> [QUOTED TEXT]
▼

Query.jl v0.7x released

I just released Query.jl version v0.7.1. The v0.7.x series includes a number of smaller improvements and some major new experimental features. This post describes and explains all new features included in this release.

Enable {} everywhere

{} is the syntax for named tuples in Query.jl. In previous versions this syntax only worked in @select statements, and it only worked at the top level (for example you couldn’t create a named tuple that has a field that is itself a named tuple). The new release now enables the {} syntax everywhere in queries.

This is especially handy for @group statements. Take the following query as an example:

using DataFrames, Query

df = DataFrame(sex=[:male, :female, :female, :female], age=[21., 30., 45., 34.], children=[2,2,1,2])

@from i in df begin
    @group i.age by {i.sex, i.children} into g
    @select {g.key.sex, g.key.children, age=mean(g)}
    @collect DataFrame
end

Here we have data about four individuals: their sex, their age and how many children they have. We then group this data by sex and children, and compute the average age for each group. The expression by {i.sex, i.children} creates a named tuple as the grouping key, which is handy later on, because we can now access the individual fields of the group key by their name.

Experimental standalone commands

I also added number of new standalone commands that enable a user experience that is inspired by both the method syntax of the LINQ query operators and dplyr. I am still tinkering with the precise details of this API, so things might change going forward (hence “experimental”).

Here is a code example that highlights some of the new features and how they play together with some of the other packages that I’ve created over the last year:

using Dataverse

df = load("http://www.david-anthoff.com/blog/data/exampledata.csv") |>
    @groupby(_.Children) |>
    @select({Children=_.key,Age=mean(_..Age)}) |>
    @orderby(_.Children) |>
    @tee(save("output.csv")) |>
    @where(_.Age>30) |>    
    @tee(save("output.feather")) |>
    DataFrame

First, this uses the unregistered Dataverse.jl package (I’m still looking for a better name, ideas welcome!). That package pulls together a set of data packages that play nicely together and adds a number of small experimental features on top of Query.jl.

The query starts out by loading a CSV file from a URL. The load function is from the FileIO.jl package. You can use that function to load files from web addresses or local disc, and it works for CSV, Feather, Excel, Stata, SPSS and SAS files.

The next thing to note is that this query uses the pipe operator |> to build up a data processing pipeline. Essentially you pass your data through a series of manipulation commands and chain those together via the |> operator.

The @groupby macro call is the first new standalone query command introduced in this version of Query.jl. The argument to the @groupby macro is an anonymous function that selects the key by which the source data should be grouped. The normal julia syntax for this would be @groupby(i->i.Children). In the example above I use another experimental syntax in the new Query.jl version: when you write an expression that contains the _ symbol, that expression is translated into _ -> your_original_expression. This syntax is just a short-cut to writing anonymous functions. In the context of querying table-like sources, it typically stands for the current row in query commands. The syntax _.Children here therefor extracts the value of the Children column for each row, and rows are grouped by that value.

▲

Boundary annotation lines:
▼

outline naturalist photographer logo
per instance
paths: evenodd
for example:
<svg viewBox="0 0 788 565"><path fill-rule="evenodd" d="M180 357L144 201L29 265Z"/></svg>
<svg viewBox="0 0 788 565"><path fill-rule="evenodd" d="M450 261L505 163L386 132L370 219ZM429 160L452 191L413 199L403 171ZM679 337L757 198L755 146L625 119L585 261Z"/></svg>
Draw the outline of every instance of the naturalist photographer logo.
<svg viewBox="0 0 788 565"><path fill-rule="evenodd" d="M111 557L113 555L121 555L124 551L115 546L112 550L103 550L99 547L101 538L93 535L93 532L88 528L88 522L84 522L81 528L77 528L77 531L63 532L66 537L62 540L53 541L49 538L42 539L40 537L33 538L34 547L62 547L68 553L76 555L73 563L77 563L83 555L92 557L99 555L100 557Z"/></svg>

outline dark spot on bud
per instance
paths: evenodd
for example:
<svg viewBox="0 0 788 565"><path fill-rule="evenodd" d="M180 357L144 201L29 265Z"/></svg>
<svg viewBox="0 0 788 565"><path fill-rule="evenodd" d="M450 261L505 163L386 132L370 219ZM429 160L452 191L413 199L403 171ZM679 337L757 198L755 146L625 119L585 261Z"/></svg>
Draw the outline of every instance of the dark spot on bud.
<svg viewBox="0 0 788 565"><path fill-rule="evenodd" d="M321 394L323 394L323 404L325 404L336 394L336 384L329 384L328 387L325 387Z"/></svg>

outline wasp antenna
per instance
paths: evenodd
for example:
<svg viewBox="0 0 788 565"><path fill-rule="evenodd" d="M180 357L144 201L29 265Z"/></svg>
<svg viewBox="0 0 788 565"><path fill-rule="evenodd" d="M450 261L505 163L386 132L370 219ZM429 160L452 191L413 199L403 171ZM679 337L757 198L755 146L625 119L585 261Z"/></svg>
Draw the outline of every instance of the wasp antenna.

▲

> [DIRECTIONS]
[a] In the Query.jl release post, why is it handy that the expression by {i.sex, i.children} creates a named tuple as the grouping key?
[b] Pick up the Query.jl release post after its last sentence and keep writing.

> [RESPONSES IN ORDER]
[a] Because the grouping key is a named tuple, its individual fields can later be reached by name, as the @select statement does with g.key.sex and g.key.children.

[b]
The next command is a @select macro call. It takes an anonymous function that projects each element from the source stream. The @groupby macro creates a stream of groups, so each element that the @select macro sees will be an element of type Grouping. A Grouping element has one field key that holds the value of the group key for that group. In this example I am accessing that value via the _.key expression in the @select call. Any Grouping element is also at the same time an array of the elements that were grouped. In our example, the Grouping element is an array of the rows that make up a single group. In this example I want to compute the average age for each group. The problem here is that _ will be an array of rows, not an array of the age column for each group. But I need to pass just a vector of values to the mean function, not a vector of rows. The standard julia way to achieve this would be to use a generator expression like mean(i.Age for i in _). Because these kind of summary operations for groups are so common in data analysis, I also added another new experimental syntax to Query.jl in this version that simplifies the syntax for this common pattern. The syntax a..b is a shortcut for map(i->i.b,a) in this version, and that enables the concise syntax mean(_..Age) that is used in our example.

The next command @orderby is relatively simple: it takes an anonymous function that extracts the key by which things should be sorted from each source element. So in this example we are sorting the dataset by the Children column at this stage.

The @tee macro is another experimental feature. It mimics the tee shell command. It takes the thing that is piped into it and pipes it into both the argument of the @tee macro, and then passes the input unmodified to the next stage in the general pipeline. In the example I use this to save the intermediate dataset we have created so far into a CSV file, but then pass the data on to further data manipulation commands.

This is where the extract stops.